The attention mechanism is a widely used method for enhancing the performance of convolutional neural networks (CNNs). Conventional models often process a substantial amount of redundant information during feature extraction, which reduces feature effectiveness and creates performance bottlenecks. Introducing an attention mechanism at appropriate locations within the model enables it to focus on more critical information for recognition from the vast feature information, thereby improving the effectiveness of feature extraction and overcoming these performance limitations. In recent years, the Convolutional Block Attention Module (CBAM) has been extensively adopted by researchers due to its high efficiency. The core of CBAM consists of two sequential sub-modules: channel attention and spatial attention. The input features pass through these modules successively, which recalibrate the feature map by emphasizing informative features along the channel and spatial dimensions, respectively [23]. A schematic diagram of the CBAM structure is shown in Figure 5.
In the channel attention module, the input features first undergo separate adaptive max pooling and adaptive average pooling operations to generate two distinct feature sets that preserve channel-specific information. These two sets of features are then processed by a shared Multi-Layer Perceptron (MLP) to integrate their information. The outputs of the MLP are summed element-wise, and a Sigmoid activation function is applied to generate weight coefficients for each channel, constrained to the range [0, 1]. Finally, the original input features are multiplied by these channel weight coefficients to produce the module’s output. In the spatial attention module, the input features are subjected to separate max pooling and average pooling operations along the channel dimension to produce two feature maps that retain spatial information. These two feature maps are then concatenated along the channel dimension. The concatenated result is processed by a convolutional layer to integrate the information, followed by a Sigmoid activation function to generate a spatial weight map with values between 0 and 1, representing the importance of each spatial location. This spatial weight map is subsequently multiplied by the original input features to yield the final output of the module.
This paper introduces the CBAM (Convolutional Block Attention Module) attention mechanism into the YOLOv8-seg model to enhance its performance [24]. The location of the incorporation and the structure of the modified YOLOv8-seg model are illustrated in Figure 6.
Different from the shadow removal network, the detection model requires specific optimization strategies. The improved YOLOv8s-seg model was implemented in the PyTorch framework and trained on a workstation equipped with an NVIDIA RTX 4060 GPU. We utilized the SGD optimizer, which is suitable for CNN-based detection tasks, with a momentum of 0.937 and a weight decay of 0.0005. The model weights were initialized using parameters pretrained on the COCO dataset to accelerate convergence. During training, the input image size was standardized to 640 × 640 pixels. Given the memory efficiency of YOLO compared to the Transformer model, the batch size was set to 16. The training spanned 300 epochs with an initial learning rate of 0.01, employing a cosine annealing schedule and an early stopping patience of 50 epochs to prevent overfitting. Standard data augmentation strategies, including Mosaic augmentation, random HSV adjustments, and horizontal flipping, were applied to enhance the model’s robustness against environmental variations.
━━━━━━━━━━━━━━━━
EXERCISE:
Transcribe the stretch of the passage on the CBAM attention module from "This paper introduces" through "in Figure 6.".

GIVEN INFORMATION:
━━━━━━━━━━━━━━━━
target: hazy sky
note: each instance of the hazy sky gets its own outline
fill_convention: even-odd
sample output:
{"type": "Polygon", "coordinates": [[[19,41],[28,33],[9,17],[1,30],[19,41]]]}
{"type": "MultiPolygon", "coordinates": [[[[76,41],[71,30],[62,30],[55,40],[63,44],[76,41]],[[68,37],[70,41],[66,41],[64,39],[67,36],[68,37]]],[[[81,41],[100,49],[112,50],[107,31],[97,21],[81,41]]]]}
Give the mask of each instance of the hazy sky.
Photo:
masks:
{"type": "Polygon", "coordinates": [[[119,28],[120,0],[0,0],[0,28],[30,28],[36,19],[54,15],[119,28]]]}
━━━━━━━━━━━━━━━━
SOLVED PROBLEM:
This paper introduces the CBAM (Convolutional Block Attention Module) attention mechanism into the YOLOv8-seg model to enhance its performance [24]. The location of the incorporation and the structure of the modified YOLOv8-seg model are illustrated in Figure 6.